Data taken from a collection
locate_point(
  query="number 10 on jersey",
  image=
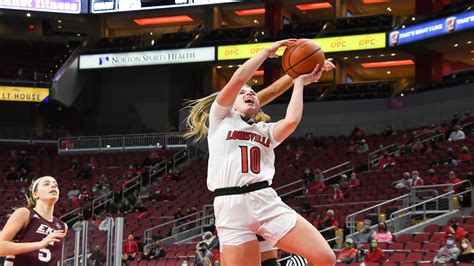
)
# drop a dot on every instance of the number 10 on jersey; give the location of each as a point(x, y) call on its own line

Exercise
Reproduce the records above line for line with no changes, and leave the pictures out.

Response to the exercise
locate_point(
  query="number 10 on jersey",
  image=
)
# drop a dot on every instance of the number 10 on jersey; give the location of each as a point(x, y) call on its own line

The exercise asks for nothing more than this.